Do this: Convert every line of the records below into a JSON list of strings, with one string per line and any blank lines omitted.

::: Data provided

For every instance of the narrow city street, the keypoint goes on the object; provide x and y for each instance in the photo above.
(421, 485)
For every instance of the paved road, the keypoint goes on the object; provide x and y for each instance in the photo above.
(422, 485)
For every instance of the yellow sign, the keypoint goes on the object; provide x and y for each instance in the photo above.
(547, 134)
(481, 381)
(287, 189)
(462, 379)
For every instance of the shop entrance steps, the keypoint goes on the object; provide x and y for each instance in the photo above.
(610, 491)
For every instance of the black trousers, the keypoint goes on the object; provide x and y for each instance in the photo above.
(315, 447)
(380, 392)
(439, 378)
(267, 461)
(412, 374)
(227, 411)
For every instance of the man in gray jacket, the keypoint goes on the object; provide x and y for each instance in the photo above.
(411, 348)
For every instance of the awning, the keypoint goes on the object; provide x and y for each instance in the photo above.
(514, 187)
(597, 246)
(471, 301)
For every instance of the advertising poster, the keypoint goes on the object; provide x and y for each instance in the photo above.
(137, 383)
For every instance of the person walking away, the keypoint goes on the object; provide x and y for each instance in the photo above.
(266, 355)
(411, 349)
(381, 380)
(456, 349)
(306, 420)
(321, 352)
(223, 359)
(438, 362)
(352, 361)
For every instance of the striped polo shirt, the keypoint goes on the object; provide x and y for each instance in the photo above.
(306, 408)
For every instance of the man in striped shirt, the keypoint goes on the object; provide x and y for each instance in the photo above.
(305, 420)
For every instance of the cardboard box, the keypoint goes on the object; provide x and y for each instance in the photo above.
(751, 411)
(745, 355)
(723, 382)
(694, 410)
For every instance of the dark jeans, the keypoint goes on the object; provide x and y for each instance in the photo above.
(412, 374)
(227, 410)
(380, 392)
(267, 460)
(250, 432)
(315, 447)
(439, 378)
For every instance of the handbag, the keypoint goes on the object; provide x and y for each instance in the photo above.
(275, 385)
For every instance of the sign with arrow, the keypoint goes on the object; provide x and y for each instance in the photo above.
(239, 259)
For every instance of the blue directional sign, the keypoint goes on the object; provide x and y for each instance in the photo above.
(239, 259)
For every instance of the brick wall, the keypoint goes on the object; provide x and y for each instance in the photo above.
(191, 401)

::::::

Output for this task:
[
  "For every instance of the narrow city street, the keypoint goes on the object; provide x and y for each instance in the photo above.",
  "(421, 485)",
  "For every instance of the paved road, the keypoint goes on the object; provide x and y for each instance in the photo above.",
  "(422, 485)",
  "For every instance of the yellow sign, the keypoint goes on the object; provide x and y for each instance in the photo above.",
  "(547, 134)",
  "(481, 381)",
  "(287, 189)",
  "(462, 379)",
  "For every instance of the shop entrance steps, the keypoint goes on the object; provide x and y for each instance in the photo above.",
  "(610, 491)",
  "For every instance of the black trousers, the keypoint goes on the object; provide x and y for each instance in the photo above.",
  "(315, 447)",
  "(380, 392)",
  "(439, 378)",
  "(267, 461)",
  "(412, 374)",
  "(227, 411)",
  "For every instance of the man in gray jacket, the keypoint goes on the object; provide x and y for each instance in the photo above.",
  "(411, 348)",
  "For every instance of the awning, the keypoint goes on the object; provide x and y for each instance in the photo above.",
  "(514, 187)",
  "(597, 246)",
  "(471, 301)",
  "For every instance of the advertising poster, the keypoint goes on the object; provide x and y for each instance in the photo above.",
  "(137, 383)",
  "For every instance of the person walking away, the keypoint goes on the object; provide x and y for each instance in the photo above.",
  "(266, 355)",
  "(411, 349)",
  "(381, 380)",
  "(456, 349)",
  "(306, 420)",
  "(321, 352)",
  "(223, 359)",
  "(438, 362)",
  "(352, 361)",
  "For every instance of the striped polo shirt, the keypoint goes on the object; provide x and y for each instance in the photo above.",
  "(306, 408)",
  "For every instance of the man in striped shirt, the keypoint goes on the object; provide x and y for each instance in the photo above.",
  "(305, 420)",
  "For every instance of the cardboard box, the keypoint goes on the object; provide x and y for each instance in the photo above.",
  "(751, 411)",
  "(745, 355)",
  "(723, 382)",
  "(694, 410)",
  "For every instance of the dark jeans, the keypoint goes on the object; provide x and y for each instance in the photo above.",
  "(412, 374)",
  "(227, 410)",
  "(380, 392)",
  "(267, 460)",
  "(250, 432)",
  "(315, 447)",
  "(439, 378)",
  "For every instance of the handbag, the keypoint goes on the object; provide x and y for each instance in the photo above.",
  "(275, 385)",
  "For every instance of the sign with arrow, the keypoint goes on the object; provide x and y for each instance in the photo above.",
  "(239, 259)",
  "For every instance of the blue directional sign, the keypoint goes on the object; provide x and y for each instance in the photo above.",
  "(239, 259)",
  "For every instance of the brick wall, the keypoint goes on the object; provide x and y for each instance in the photo above.",
  "(191, 401)"
]